▸ Tasks to perform
**a)** Summarize the passage shown in two sentences.
**b)** From the passage shown, quote word for word the part starting with "And when folks" and going on through "miss the connection.".

▸ Passage shown
There is so much anger. I am angry about things too, but as a world, it seems to me, we could all use an effective and skillful course in anger management and conflict resolution about now.

And when folks aren’t angry, they are anxious.

Don’t get me started on 18-year-old males with assault rifles, okay?

On a more personal note, there has been some sort of rupture in my friendship with Mrs. Sherlock. My guess is that she is exasperated with my resistance to being out and about in the world. Her social calendar has erupted into action with hikes, bike rides, birthday parties, meals out, plays, concerts, the whole thing. She is still coming to my morning classes but not the evening ones. I think things for her have totally amped up. She is actively planning trips that have been postponed time and time again.

At some point we will connect and talk it through. I feel sad though and miss the connection.

I did find out much to my astonishment that my Unit Leader from the League is an experienced Lindy Hopper! Maybe I can build a bridge there. Mrs. Sherlock likes to dance.

Watching the trailer for the Game of Thrones prequel, the main actor looked so familiar to me even with the long white hair and I realized (with the help of Google) that the lead is Matt Smith, who not only played Prince Phillip in The Crown but also Doctor Who. Going down that rabbit hole I found that all the seasons of the modern version of Doctor Who are available on HBO Max.

Oh boy. I stopped watching it two Doctor’s ago because it wasn’t easily available for free. So now I get to catch up and get ready for the new Doctor. I will enjoy this treasure trove of distraction. And I like having a female Doctor right about now.

▸ Supplied material

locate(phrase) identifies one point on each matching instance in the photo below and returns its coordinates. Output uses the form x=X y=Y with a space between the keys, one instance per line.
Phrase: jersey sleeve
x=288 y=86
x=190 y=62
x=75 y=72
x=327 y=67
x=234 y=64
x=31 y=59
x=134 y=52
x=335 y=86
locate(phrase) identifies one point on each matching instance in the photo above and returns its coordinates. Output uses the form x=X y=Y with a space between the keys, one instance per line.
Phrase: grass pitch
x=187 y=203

▸ Task answers
**a)** The writer observes that there is widespread anger and anxiety in the world and describes a rupture in the friendship with Mrs. Sherlock, who the writer guesses is exasperated by the writer's resistance to going out while her own social calendar has erupted into action. The writer also learns that the Unit Leader from the League is an experienced Lindy Hopper and, after recognizing Matt Smith in the trailer for the Game of Thrones prequel, finds that all seasons of modern Doctor Who are on HBO Max and looks forward to catching up.

**b)**
And when folks aren’t angry, they are anxious.

Don’t get me started on 18-year-old males with assault rifles, okay?

On a more personal note, there has been some sort of rupture in my friendship with Mrs. Sherlock. My guess is that she is exasperated with my resistance to being out and about in the world. Her social calendar has erupted into action with hikes, bike rides, birthday parties, meals out, plays, concerts, the whole thing. She is still coming to my morning classes but not the evening ones. I think things for her have totally amped up. She is actively planning trips that have been postponed time and time again.

At some point we will connect and talk it through. I feel sad though and miss the connection.